> **Excerpted passage**
Just yesterday the Nigerian Hon.
Minister of Health Prof. Isaac Adewole urged Nigerians to remain calm about the on-going reports on Monkey Pox outbreak in the state of Bayelsa. He said that suspected patients are currently been quarantined and medical facilities have been put on alert. In his own words ‘investigation is still on-going and our partners are working with us on this reported outbreak, while the NCDC team in Bayelsa state would give support’.
Well, I’m a microbiologist so I thought I’ll enlighten us briefly on this disease. First of all, we need to know what a virus is. A virus is a microscopically minute, metabolically inert, obligate intracellular parasite (this means it cannot live outside of its host, in this case living organisms). Monkeypox disease is caused by Monkeypox virus. This virus belongs to the orthopoxvirus group, which includes the popular smallpox and cowpox you know. It is also a zoonotic diseases; this simply means it can be transmitted from animals to humans.
Its symptoms are similar to that of small pox but milder; they include fever, muscle ache, head ache, back ache, swollen lymph nodes and fatigue. Rashes appear that eventually turn out to be fluid-filled bumps. The bumps eventually dry up and fall off the skin.

> **Supplied records**

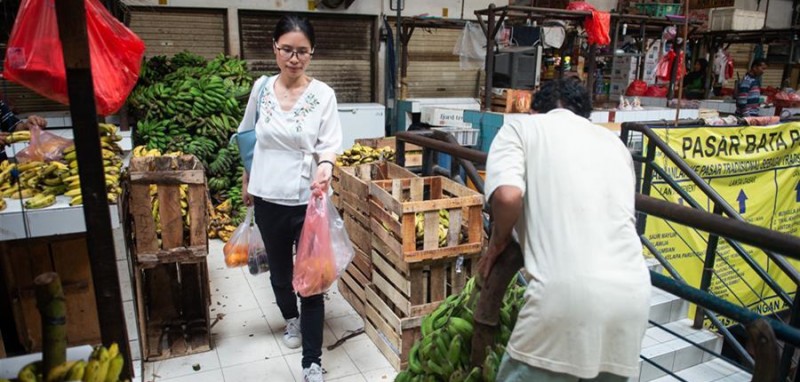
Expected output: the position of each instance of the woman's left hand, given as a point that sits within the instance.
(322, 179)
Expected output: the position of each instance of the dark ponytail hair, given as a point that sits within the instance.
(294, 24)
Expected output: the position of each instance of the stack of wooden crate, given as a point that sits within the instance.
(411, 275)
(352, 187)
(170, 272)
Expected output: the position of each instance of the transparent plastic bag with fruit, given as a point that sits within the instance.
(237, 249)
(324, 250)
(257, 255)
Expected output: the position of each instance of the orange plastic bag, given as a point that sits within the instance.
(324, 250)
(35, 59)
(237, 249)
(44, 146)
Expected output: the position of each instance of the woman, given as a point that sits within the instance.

--

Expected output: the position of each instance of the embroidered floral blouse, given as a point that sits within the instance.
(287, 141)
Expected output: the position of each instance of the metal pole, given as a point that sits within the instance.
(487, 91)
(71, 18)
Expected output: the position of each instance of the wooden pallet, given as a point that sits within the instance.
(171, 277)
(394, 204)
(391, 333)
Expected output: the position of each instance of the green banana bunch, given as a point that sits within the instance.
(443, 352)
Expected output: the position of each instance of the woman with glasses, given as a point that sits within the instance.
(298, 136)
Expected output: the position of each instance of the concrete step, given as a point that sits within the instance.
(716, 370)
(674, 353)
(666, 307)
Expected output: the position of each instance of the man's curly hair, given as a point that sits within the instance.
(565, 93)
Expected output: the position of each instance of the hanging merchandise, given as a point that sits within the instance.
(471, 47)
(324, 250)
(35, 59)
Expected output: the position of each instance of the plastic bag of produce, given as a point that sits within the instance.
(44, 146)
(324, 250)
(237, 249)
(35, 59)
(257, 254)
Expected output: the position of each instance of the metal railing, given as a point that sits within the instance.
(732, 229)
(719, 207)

> **Tasks for this exercise**
a. According to the monkeypox text, which virus group does the Monkeypox virus belong to?
b. Carry on the monkeypox text after its final sentence.
Please leave the records aside; they have no role here.

> **Numbered answers**
a. The orthopoxvirus group.

b.
Beware friends. You can get monkey pox when bitten by an infected animal, or when you touch its blood, rash or other body fluids. I think if you breathe close to an infected human for a long period time, you can be infected too. You can also get it when you touch body fluids, cloths, beddings, or other objects of an infected person.
I cannot think of any known treatment of monkeypox virus, but don’t be scared, death occurs in very few cases often due to inadequate nutrition and medical attention. It is important also to know that if you receive a smallpox vaccine, you will decrease your chances of contacting monkeypox. Ciao.